Stored dataset items:
□ □ □
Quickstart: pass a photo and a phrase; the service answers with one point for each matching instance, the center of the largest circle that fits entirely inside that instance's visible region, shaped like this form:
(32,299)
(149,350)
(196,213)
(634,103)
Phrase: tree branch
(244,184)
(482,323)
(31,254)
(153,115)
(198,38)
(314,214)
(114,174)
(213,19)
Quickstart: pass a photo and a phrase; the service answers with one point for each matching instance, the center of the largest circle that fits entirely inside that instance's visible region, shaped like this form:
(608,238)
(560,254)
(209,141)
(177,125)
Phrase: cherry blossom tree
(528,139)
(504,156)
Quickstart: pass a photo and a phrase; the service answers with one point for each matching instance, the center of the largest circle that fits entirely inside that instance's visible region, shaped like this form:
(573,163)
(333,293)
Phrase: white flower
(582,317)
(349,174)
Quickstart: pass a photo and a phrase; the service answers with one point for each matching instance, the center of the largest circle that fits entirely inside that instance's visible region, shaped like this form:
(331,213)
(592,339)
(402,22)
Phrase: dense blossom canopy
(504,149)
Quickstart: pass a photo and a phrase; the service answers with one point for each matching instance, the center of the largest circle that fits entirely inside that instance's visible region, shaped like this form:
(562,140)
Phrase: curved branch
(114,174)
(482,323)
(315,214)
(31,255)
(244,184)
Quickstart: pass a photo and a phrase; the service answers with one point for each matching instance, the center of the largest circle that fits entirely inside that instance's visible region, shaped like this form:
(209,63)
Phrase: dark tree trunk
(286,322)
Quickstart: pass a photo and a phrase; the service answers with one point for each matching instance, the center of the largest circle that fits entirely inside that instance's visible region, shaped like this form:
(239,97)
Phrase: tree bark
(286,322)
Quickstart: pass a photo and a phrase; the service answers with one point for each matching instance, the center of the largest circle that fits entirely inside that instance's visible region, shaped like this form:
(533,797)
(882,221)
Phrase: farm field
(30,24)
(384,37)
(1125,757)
□ □ □
> _AIM OF THE EXERCISE_
Copy each entry exactly.

> _FINAL ANSWER_
Quickstart: pass a photo and a phrase; the service answers with one point for each matching instance, the center of the largest circle that fits entirely inside that instance's visible region, shaped like this form:
(32,299)
(149,350)
(196,213)
(634,103)
Phrase: tree branch
(244,184)
(482,323)
(31,254)
(153,115)
(198,38)
(314,214)
(114,174)
(213,19)
Quickstart: pass a photo and a phrase; the service answers with one point for each matching instance, the center of the largest circle that fits entirely inside that instance's visible region, shaped like this form:
(608,238)
(560,254)
(209,141)
(177,125)
Phrase: cherry blossom tree
(528,139)
(504,156)
Quickstart: pass a photo and a phrase; the service answers with one point for each matching instance, the center of the largest circle that fits entirely inside that instance's visible region, shaped like this form:
(573,163)
(333,293)
Phrase: white flower
(582,317)
(349,174)
Quickstart: pass a photo and a phrase; the service answers with one point for each matching instance, the center of the largest circle that fits entirely inside that instance's visible region, shaped like this form:
(331,213)
(592,339)
(402,22)
Phrase: dense blossom canopy
(504,149)
Quickstart: pass a photo and a phrase; the service answers with one point for each matching instance, the center of the largest circle that fits entirely inside that instance's visible region, shaped like this form:
(562,140)
Phrase: curved branch
(114,174)
(482,323)
(315,214)
(31,255)
(244,184)
Quickstart: pass a photo and a phrase; the service answers with one point for each matching instance, the center of the largest circle that fits entirely inside that instance's visible region, shaped like this form:
(209,63)
Phrase: dark tree trunk
(286,322)
Quickstart: pass a photo and a phrase; the service answers with one point for each matching instance, the center of the largest circle that fits entirely inside that instance's visible region, shaped like this form:
(239,97)
Phrase: tree bark
(286,322)
Quickstart: pass a photo and a phrase; the service answers with one point for each matching instance, the center of the largest circle that fits entirely inside that instance's visible region, shaped like this form:
(533,797)
(882,221)
Phrase: farm field
(30,24)
(384,37)
(1125,757)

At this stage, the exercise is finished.